A verbatim transcript of the lines below, starting at the first and ending with the one that holds "# indicate every instance of the leafy", is what should be produced.

★ ★ ★ ★ ★ ★ ★

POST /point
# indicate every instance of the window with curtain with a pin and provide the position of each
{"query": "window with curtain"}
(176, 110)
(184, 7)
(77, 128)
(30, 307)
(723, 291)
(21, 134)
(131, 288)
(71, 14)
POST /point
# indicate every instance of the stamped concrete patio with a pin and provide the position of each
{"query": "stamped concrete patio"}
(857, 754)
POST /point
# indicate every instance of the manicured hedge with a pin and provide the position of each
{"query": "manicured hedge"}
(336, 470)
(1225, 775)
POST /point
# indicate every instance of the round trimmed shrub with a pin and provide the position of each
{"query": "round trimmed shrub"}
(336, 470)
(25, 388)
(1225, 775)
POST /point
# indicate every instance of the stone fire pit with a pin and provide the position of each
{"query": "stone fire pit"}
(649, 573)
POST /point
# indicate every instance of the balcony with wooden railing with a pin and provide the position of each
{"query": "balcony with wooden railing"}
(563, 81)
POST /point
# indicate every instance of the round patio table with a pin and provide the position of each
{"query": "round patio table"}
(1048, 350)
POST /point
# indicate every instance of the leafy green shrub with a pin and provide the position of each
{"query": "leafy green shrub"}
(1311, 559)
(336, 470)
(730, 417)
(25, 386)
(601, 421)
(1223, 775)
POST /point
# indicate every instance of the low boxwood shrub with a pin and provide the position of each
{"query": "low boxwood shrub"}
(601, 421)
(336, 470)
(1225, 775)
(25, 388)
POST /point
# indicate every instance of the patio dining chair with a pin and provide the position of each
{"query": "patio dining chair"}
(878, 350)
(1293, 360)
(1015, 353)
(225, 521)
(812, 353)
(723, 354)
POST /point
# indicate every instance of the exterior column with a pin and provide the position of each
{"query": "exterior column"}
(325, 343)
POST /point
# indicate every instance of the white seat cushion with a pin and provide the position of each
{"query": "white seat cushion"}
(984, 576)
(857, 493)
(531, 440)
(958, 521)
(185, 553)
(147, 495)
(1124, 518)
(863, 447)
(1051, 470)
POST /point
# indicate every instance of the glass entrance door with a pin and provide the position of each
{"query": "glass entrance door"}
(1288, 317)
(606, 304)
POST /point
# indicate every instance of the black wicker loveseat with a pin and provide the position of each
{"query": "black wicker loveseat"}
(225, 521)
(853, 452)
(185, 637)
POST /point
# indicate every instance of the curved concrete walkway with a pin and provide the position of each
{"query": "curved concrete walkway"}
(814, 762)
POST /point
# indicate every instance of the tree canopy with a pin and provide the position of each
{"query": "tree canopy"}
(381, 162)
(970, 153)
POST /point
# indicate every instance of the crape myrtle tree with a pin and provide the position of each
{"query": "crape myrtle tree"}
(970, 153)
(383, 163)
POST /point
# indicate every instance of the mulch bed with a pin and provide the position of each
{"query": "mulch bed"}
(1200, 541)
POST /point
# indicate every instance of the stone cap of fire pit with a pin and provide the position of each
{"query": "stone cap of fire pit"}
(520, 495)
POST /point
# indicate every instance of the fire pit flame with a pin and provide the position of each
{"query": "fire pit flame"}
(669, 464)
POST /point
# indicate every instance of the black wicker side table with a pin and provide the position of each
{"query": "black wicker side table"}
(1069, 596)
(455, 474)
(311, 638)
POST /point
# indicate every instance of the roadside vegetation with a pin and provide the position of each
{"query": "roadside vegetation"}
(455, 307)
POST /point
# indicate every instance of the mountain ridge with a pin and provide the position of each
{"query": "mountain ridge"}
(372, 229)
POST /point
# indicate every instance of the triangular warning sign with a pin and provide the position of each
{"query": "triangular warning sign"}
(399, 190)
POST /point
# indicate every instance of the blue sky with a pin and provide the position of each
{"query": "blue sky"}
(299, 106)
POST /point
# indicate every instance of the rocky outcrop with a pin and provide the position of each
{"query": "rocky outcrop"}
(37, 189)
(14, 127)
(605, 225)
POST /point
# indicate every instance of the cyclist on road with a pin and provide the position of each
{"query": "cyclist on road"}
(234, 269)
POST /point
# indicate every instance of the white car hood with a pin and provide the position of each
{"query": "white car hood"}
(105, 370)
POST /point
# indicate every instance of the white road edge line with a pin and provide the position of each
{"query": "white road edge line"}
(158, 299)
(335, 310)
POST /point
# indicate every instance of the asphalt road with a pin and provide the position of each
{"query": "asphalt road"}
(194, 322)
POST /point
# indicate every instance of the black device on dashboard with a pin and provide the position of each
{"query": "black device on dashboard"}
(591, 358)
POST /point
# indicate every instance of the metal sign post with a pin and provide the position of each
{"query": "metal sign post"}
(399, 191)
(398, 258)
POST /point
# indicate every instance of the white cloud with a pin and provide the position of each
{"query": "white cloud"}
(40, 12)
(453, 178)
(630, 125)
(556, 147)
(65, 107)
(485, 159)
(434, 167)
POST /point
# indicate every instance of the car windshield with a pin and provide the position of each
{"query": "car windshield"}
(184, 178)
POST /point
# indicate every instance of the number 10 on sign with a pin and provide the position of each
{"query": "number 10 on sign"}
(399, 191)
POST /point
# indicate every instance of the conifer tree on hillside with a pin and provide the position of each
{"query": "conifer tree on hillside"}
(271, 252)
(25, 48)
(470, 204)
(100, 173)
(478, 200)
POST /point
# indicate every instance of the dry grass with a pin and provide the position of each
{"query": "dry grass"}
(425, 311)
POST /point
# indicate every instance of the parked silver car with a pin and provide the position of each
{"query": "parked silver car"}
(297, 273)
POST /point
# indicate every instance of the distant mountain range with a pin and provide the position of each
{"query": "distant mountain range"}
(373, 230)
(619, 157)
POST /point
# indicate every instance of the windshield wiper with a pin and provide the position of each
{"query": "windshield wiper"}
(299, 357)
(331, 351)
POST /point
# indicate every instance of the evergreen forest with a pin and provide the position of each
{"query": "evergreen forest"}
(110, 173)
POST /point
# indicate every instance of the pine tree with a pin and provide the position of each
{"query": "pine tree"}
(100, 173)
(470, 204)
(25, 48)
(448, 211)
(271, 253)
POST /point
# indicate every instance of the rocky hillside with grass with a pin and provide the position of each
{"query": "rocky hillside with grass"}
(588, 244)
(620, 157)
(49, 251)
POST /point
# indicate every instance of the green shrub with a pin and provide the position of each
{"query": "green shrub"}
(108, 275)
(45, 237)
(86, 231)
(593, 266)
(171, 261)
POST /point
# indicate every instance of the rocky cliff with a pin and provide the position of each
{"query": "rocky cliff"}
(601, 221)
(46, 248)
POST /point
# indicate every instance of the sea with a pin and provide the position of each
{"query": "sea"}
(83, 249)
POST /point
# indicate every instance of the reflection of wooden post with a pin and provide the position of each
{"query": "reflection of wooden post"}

★ ★ ★ ★ ★ ★ ★

RESULT OF THE TASK:
POST /point
# indicate every instance of the window with curtain with a pin and provide the position of each
{"query": "window with curtain"}
(176, 110)
(184, 7)
(77, 128)
(30, 307)
(723, 291)
(21, 134)
(131, 288)
(71, 14)
POST /point
# indicate every instance of the stamped concrete patio with a pin and provide the position of each
{"query": "stamped concrete patio"}
(857, 754)
POST /point
# indicate every instance of the manicured hedge with a pin and provide the position of each
{"query": "manicured hedge"}
(336, 470)
(1225, 775)
POST /point
# indicate every instance of the round trimmed shrub with a pin and provide the position of each
{"query": "round trimmed shrub"}
(336, 470)
(25, 388)
(1225, 775)
POST /point
# indicate every instance of the stone fire pit with a pin and provide the position of each
{"query": "stone fire pit"}
(649, 573)
POST /point
# indicate every instance of the balcony with wooden railing with a pin and provide the position of each
{"query": "balcony with wooden railing"}
(563, 81)
POST /point
# indicate every instance of the round patio table with a pin and provide the position of each
{"query": "round patio table"}
(1048, 350)
POST /point
# indicate every instance of the leafy green shrub with a pin and provide the position of each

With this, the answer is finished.